*Reading text:*
Extended thru Feb. 12, 2023

By Carol Rocamora . . .

If you think King Lear had problems with aging, wait till you meet Walter (“Pops”) Washington.   He’s the larger-than-life protagonist in the rousing revival of Between Riverside and Crazy, Stephen Adly Guirgis’s heartfelt Pulitzer Prize winning 2015 contemporary comedy-drama now playing on Broadway.  Given Stephen McKinley Henderson’s mighty performance in the role, Washington is the embodiment of the poet Dylan Thomas’s exhortation: “Do not go gentle into that good night.”

Pops (as the other characters call him, whether he’s their father or not) has cause for rage.  A veteran of NYPD, he was shot eight years ago in a dispute with a white policeman, and forced to leave the force.  His landlord has been trying to evict him from his spacious rent-controlled apartment on Riverside Drive.  As for his personal life, his beloved wife Dolores died, and he can’t seem to get out of her wheel chair.  He’s perched on it throughout the play like a throne of anger.


Walter holds court in a cluttered kitchen (one of the rooms on Walt Spangler’s impressive turnstile set of the Riverside apartment), surrounded by a motley assortment of souls whom he’s taken in.   They include his son Junior, an ex-con (played by Common), who is running some kind of illegal business out of one of the rooms in the apartment.  There’s Junior’s girlfriend Lulu, who also resides there and who allegedly is studying to be an accountant, although a dubious past is suggested.   Junior’s friend Oswaldo, a drug addict to whom Walter has given shelter, completes Walter’s menagerie of misfits.

*Exercises to complete:*
1. According to the review, how long ago was Walter shot?
2. Copy the part of the review that opens with the words containing "Walter holds court" and closes with "menagerie of misfits.", replacing "kitchen" with "dining room".
The material from here on is separate from the review.

*Provided data:*
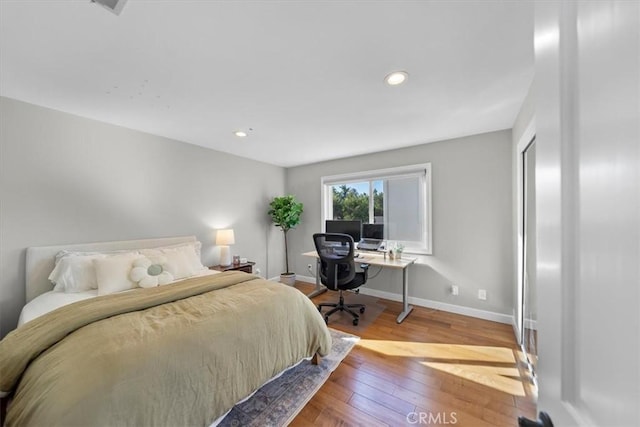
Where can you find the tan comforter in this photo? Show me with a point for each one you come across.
(176, 355)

*Final results:*
1. Eight years ago.

2.
Walter holds court in a cluttered dining room (one of the rooms on Walt Spangler’s impressive turnstile set of the Riverside apartment), surrounded by a motley assortment of souls whom he’s taken in.   They include his son Junior, an ex-con (played by Common), who is running some kind of illegal business out of one of the rooms in the apartment.  There’s Junior’s girlfriend Lulu, who also resides there and who allegedly is studying to be an accountant, although a dubious past is suggested.   Junior’s friend Oswaldo, a drug addict to whom Walter has given shelter, completes Walter’s menagerie of misfits.